→ Extrait retenu
============================================================

|
|
|
Journée de l'OZP : des
réussites en Education Prioritaire, à quel prix ? |
Identifier les réussites pour relancer la
politique ZEP... C’est le pari de la journée annuelle de l’OZP
(Observatoire des Zones Prioritaires), association nationale soucieuse
de promouvoir l'Education Prioritaire, qui se sent parfois un peu
seule sur le pont...
«Nous (chercheurs) sommes plutôt centrés sur
l’identification des difficultés et des malentendus que sur la
valorisation des réussites», pondère Stéphane Bonnery, premier
invité de la journée. «Nous regardons
la difficulté en train de se construire, non pas pour stigmatiser les
enseignants ou les élèves, mais pour comprendre comment toutes les
«bonnes volontés» ne permettent pas de trouver des solutions". A
partir de la série «Ca se passe en classe» produite par Le Point du
Jour, diffusée sur France 5 dans l’émission «Les Maternelles», il
illustre : parce qu’on «ne naît pas décrocheur», comment cela se
construit ? Avant d’être pénibles, que vivent ces élèves qui
n’apprennent pas, parfois dès la grande section ?...«Il fait des efforts, mais il ne suit pas»
explique l’enseignante qui rencontre le père de Sofiane, «c’est comme s’il ne retenait pas ce qu’on
fait en classe» bien qu’elle «le
surveille de près pour le ramener sur ce qu’il y a à faire».

============================================================

→ Consigne
Répondez à ces questions sur l'extrait consacré à la journée de l'OZP :
(a) Que désigne le sigle OZP ?
(b) Qui est le premier invité de la journée ?
(c) Sur quelle chaîne et dans quelle émission la série «Ca se passe en classe» est-elle diffusée ?

(Lignes d'un jeu de données sur l'emplacement des objets)
============================================================

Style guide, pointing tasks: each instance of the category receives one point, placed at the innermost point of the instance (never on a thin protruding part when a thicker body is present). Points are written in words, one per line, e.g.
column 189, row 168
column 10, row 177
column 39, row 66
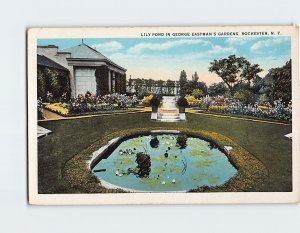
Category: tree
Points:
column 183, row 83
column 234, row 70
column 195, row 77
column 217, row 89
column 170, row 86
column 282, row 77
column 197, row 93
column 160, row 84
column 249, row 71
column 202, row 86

============================================================

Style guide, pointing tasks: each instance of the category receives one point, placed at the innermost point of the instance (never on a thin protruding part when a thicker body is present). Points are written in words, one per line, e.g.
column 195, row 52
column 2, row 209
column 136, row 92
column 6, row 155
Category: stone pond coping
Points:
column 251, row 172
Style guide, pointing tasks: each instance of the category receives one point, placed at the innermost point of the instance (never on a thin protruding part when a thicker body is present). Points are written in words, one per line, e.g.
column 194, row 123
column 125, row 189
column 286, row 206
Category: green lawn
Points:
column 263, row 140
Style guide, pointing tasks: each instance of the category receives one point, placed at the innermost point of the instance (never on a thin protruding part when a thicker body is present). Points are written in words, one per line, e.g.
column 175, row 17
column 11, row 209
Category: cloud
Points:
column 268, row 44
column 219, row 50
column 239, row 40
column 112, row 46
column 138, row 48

============================================================

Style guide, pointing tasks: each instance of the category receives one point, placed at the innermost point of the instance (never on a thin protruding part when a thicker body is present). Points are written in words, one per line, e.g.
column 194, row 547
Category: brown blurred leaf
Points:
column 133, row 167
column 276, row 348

============================================================

→ Solution proposée
(a) L'Observatoire des Zones Prioritaires.
(b) Stéphane Bonnery.
(c) Sur France 5, dans l'émission «Les Maternelles».